* START Record list *

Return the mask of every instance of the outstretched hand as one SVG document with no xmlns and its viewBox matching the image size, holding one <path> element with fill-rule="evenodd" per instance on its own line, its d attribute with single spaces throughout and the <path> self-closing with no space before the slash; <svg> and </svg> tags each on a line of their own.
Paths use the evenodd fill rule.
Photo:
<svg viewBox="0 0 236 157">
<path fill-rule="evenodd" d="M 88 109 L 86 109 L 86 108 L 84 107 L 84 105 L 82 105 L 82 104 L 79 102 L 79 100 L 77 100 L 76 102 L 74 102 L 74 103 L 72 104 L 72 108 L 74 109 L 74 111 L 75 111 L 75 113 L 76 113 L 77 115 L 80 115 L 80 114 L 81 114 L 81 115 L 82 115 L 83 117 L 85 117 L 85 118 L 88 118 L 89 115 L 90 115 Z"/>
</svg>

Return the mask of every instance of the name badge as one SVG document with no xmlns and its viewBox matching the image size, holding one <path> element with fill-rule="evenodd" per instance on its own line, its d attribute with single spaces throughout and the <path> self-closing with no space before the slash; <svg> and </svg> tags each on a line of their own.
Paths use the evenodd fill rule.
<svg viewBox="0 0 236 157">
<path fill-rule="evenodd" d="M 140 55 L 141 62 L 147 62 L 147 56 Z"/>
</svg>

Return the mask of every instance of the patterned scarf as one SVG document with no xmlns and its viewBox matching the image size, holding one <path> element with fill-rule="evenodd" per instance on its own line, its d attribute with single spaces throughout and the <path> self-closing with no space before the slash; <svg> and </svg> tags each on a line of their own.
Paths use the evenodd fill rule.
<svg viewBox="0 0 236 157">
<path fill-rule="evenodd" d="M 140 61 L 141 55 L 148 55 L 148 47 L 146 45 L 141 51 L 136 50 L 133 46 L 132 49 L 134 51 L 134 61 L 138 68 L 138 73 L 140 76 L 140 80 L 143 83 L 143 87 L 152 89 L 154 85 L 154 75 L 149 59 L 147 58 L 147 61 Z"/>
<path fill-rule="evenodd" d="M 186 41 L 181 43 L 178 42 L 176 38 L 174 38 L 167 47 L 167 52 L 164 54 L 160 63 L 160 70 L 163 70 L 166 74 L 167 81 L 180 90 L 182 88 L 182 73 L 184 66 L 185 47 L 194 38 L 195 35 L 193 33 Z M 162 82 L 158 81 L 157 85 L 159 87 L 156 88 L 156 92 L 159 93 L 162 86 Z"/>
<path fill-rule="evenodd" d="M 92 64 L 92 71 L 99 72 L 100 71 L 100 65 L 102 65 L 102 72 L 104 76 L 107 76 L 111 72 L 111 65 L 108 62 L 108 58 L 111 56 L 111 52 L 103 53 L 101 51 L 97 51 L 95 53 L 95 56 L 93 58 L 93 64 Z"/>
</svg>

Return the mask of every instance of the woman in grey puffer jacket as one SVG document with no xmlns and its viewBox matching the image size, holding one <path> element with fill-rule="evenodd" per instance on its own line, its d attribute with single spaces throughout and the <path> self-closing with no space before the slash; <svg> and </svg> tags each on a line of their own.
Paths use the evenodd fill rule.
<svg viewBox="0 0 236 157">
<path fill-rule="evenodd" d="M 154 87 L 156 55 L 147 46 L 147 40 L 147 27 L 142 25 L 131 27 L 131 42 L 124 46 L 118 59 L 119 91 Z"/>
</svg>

* END Record list *

(Written request) Please revise the material above, replacing "instance" with "occurrence" and leaving everything else unchanged.

(Task solution)
Return the mask of every occurrence of the outstretched hand as one SVG document with no xmlns and its viewBox matching the image size, holding one <path> element with fill-rule="evenodd" per occurrence on its own line, its d attribute with single spaces throughout and the <path> self-closing with no space before the slash; <svg> and </svg> tags each on a line of their own.
Paths use the evenodd fill rule.
Photo:
<svg viewBox="0 0 236 157">
<path fill-rule="evenodd" d="M 88 109 L 86 109 L 86 108 L 84 107 L 84 105 L 82 105 L 82 104 L 79 102 L 79 100 L 77 100 L 76 102 L 74 102 L 74 103 L 72 104 L 72 108 L 74 109 L 74 111 L 75 111 L 75 113 L 76 113 L 77 115 L 80 115 L 80 114 L 81 114 L 81 115 L 82 115 L 83 117 L 85 117 L 85 118 L 88 118 L 89 115 L 90 115 Z"/>
</svg>

Return the mask of every occurrence of the name badge as one SVG document with no xmlns and its viewBox matching the image size, holding one <path> element with fill-rule="evenodd" per occurrence on its own line, its d attribute with single spaces throughout and the <path> self-closing with no space before the slash; <svg> and </svg> tags each on a line of their own.
Paths use the evenodd fill rule.
<svg viewBox="0 0 236 157">
<path fill-rule="evenodd" d="M 140 55 L 141 62 L 147 62 L 147 56 Z"/>
</svg>

Return the mask of every occurrence of the patterned scarf as one SVG document with no xmlns and its viewBox matching the image size, holding one <path> element with fill-rule="evenodd" per occurrence on its own line, its d attribute with single spaces throughout and the <path> self-closing with no space before the slash; <svg> and </svg> tags each on a line of their own.
Paths use the evenodd fill rule.
<svg viewBox="0 0 236 157">
<path fill-rule="evenodd" d="M 140 61 L 141 55 L 148 55 L 148 47 L 146 45 L 141 51 L 136 50 L 133 46 L 132 49 L 134 51 L 134 61 L 138 68 L 138 73 L 140 76 L 140 80 L 143 83 L 143 87 L 152 89 L 154 85 L 154 75 L 149 59 L 147 58 L 147 61 Z"/>
<path fill-rule="evenodd" d="M 186 41 L 181 43 L 178 42 L 176 38 L 174 38 L 167 47 L 167 52 L 164 54 L 160 63 L 160 70 L 163 70 L 166 74 L 167 81 L 180 90 L 182 88 L 182 73 L 184 66 L 185 47 L 194 38 L 195 35 L 193 33 Z M 162 82 L 158 81 L 157 85 L 159 87 L 156 88 L 156 92 L 159 93 L 162 86 Z"/>
<path fill-rule="evenodd" d="M 92 64 L 92 71 L 99 72 L 100 71 L 100 65 L 102 65 L 102 72 L 104 76 L 107 76 L 111 72 L 111 65 L 108 62 L 108 58 L 111 56 L 111 52 L 103 53 L 101 51 L 97 51 L 95 53 L 95 56 L 93 58 L 93 64 Z"/>
</svg>

Return the mask of every occurrence of the woman in grey puffer jacket as one SVG document with no xmlns and its viewBox matching the image size, holding one <path> element with fill-rule="evenodd" per occurrence on its own line, its d attribute with single spaces throughout and the <path> self-closing with no space before the slash; <svg> and </svg> tags each on a line of their own.
Paths use the evenodd fill rule.
<svg viewBox="0 0 236 157">
<path fill-rule="evenodd" d="M 154 87 L 156 55 L 147 46 L 147 40 L 147 27 L 142 25 L 131 27 L 131 42 L 124 46 L 118 59 L 119 91 Z"/>
</svg>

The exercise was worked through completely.